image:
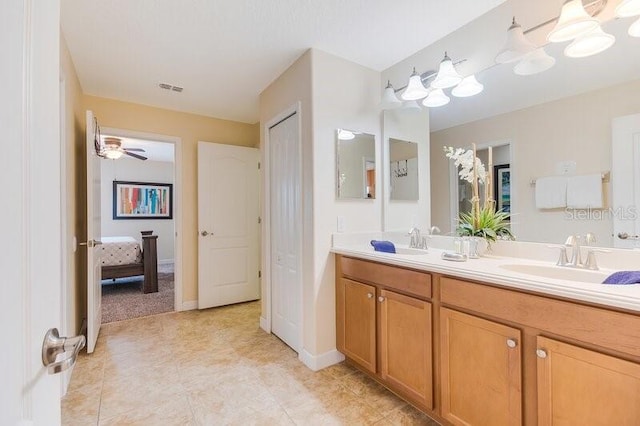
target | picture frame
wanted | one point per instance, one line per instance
(142, 200)
(502, 187)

- **The request**
Arrange the records above as a two-column CSV with the header instruction,points. Give one row per record holding its text and its answer, each in a single quoted field with line breaks replaced by spaces, and omit the pictures.

- **Problem solution**
instruction,points
"image: target | picture frame wanted | one point per instance, one line per instance","(142, 200) (502, 187)"